*** Passage ***

ErrUnexpectedEOF : failed to read the minimum bytes threshold.

EOF : only if no bytes are read at all.

ErrShortBuffer : minimum byte threshold > capacity of the buffer.

Any errors that are returned are dropped as long as the minimum bytes threshold is met.

Notice in the example below that, the output did not print all of the text from the file.

That’s because it stopped reading once the buffer capacity was filled. In this case 11 bytes.

// this file contains the text "give me a home"
f, err := os.Open("scrap.txt")
if err != nil {
    log.Fatal(err)
}
defer f.Close()

data := make([]byte, 11)
minBytes := 8
numBytesRead, err := io.ReadAtLeast(file, data, minBytes)
if err != nil {
    log.Fatal(err)
}
log.Printf("Number of bytes read: %d\n", numBytesRead)
log.Printf("Data read: %s\n", data)

//output:
//2019/08/07 21:15:05 Number of bytes read: 11
//2019/08/07 21:15:05 Data read: give me a h

io.ReadFull

Strictly enforces that the buffer is completely filled up by erroring out if it’s not.

It will return an EOF error value if there is no data to read.

If it’s read some data but reached EOF before satisfying the buffer capacity the error value will be UnexpectedEOF as shown in the example below.

This is due to our file containing 14 bytes and the buffer requiring 20.

// this file contains the text "give me a home"
  file, err := os.Open("scrap.txt")
  if err != nil {
     log.Fatal(err)
  }
  defer f.Close()

  byteSlice := make([]byte, 20)
  numBytesRead, err := io.ReadFull(file, byteSlice)
  if err != nil {
     log.Fatal(err)
  }
  log.Printf("Number of bytes read: %d\n", numBytesRead)
  log.Printf("Data read: %s\n", byteSlice)

//output: 
//2019/08/07 21:20:24 unexpected EOF
//exit status 1

bufio pkg


bufio.Scanner

Steps through a file line-by-line, word-by-word, or by a custom delimiter.

You start by wrapping a new scanner around a file-descriptor.

f, err := os.Open("scrap.txt")
if err != nil {
	log.Fatal(err)
}
defer f.Close()

s := bufio.NewScanner(f)

Scanning line-by-line is the default behavior.

//s.Scan() will evaluate to false on EOF or other err
for s.Scan() {
	fmt.Println(s.Text())//you can output as string
	fmt.Println(s.Bytes())//or bytes
}

//output:
//this is line 198
//[116 104 105 115 32 105 115 32 108 105 110 101 32 49 57 56]
//this is line 199
//[116 104 105 115 32 105 115 32 108 105 110 101 32 49 57 57]
//this is line 200
//[116 104 105 115 32 105 115 32 108 105 110 101 32 50 48 48]

We can scan word-by-word.

s.Split(bufio.ScanWords)

for s.Scan() {
	fmt.Println(s.Text())
}

//output:
//this
//is
//line
//199

We can also use our own custom split func to use a different delimiter as long as it’s function signature is of type :

SplitFunc(data []byte, atEOF bool) (advance int, token []byte, err error)

*** Dataset content ***

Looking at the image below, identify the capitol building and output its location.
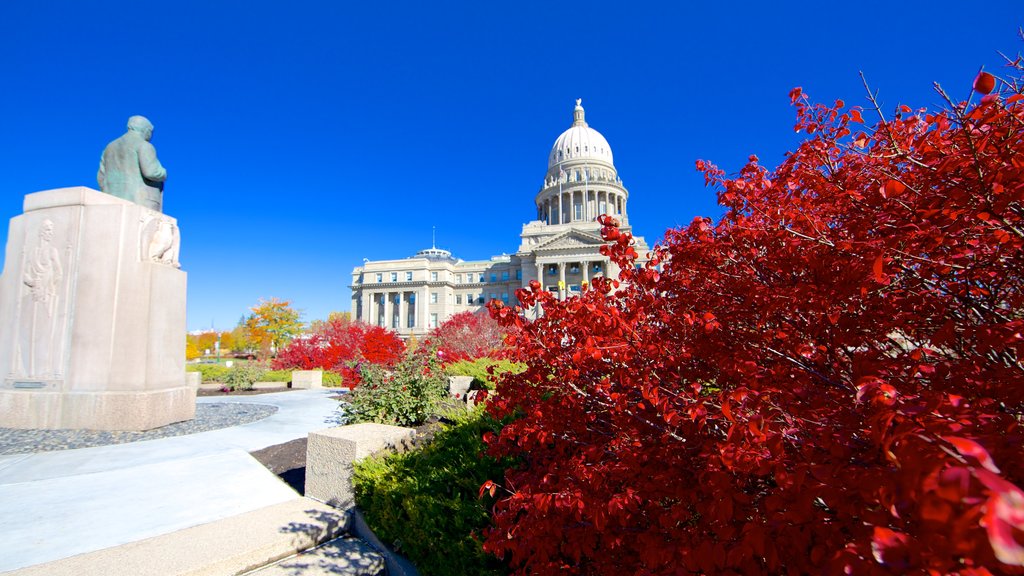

***

→ Prompt: Continue the passage on reading files in Go, starting right after its last line.

→ Result:
Let’s create a custom split func that will use whole numbers as a delimiter.

func myCustomSplitFunc(data []byte, atEOF bool) (advance int, token []byte, err error){
    // Skip leading spaces.
    start := 0
    for width := 0; start < len(data); start += width {
        var r rune
        r, width = utf8.DecodeRune(data[start:])
        if !unicode.IsNumber(r) {
            break
        }
    }
    // Scan up until number, marking end of line.
    for width, i := 0, start; i < len(data); i += width {
        var r rune
        r, width = utf8.DecodeRune(data[i:])
        if unicode.IsNumber(r) {
            return i + width, data[start:i], nil
        }
    }
    // If we're at EOF and we have a final, non-empty line then return it.
    if atEOF && len(data) > start {
        return len(data), data[start:], nil
    }
    // Request more data.
    return start, nil, nil
}

We can now pass our custom split func into s.Split since it’s function signature satisfies type SplitFunc.

//end of text file contains:
//this is line 198
//this is line 199
//this is line 200

f, err := os.Open("scrap.txt")
if err != nil {
	log.Fatal(err)
}
defer f.Close()

s := bufio.NewScanner(f)

//custom delimiter
s.Split(myCustomSplitFunc)

for s.Scan() {
	fmt.Println(s.Text())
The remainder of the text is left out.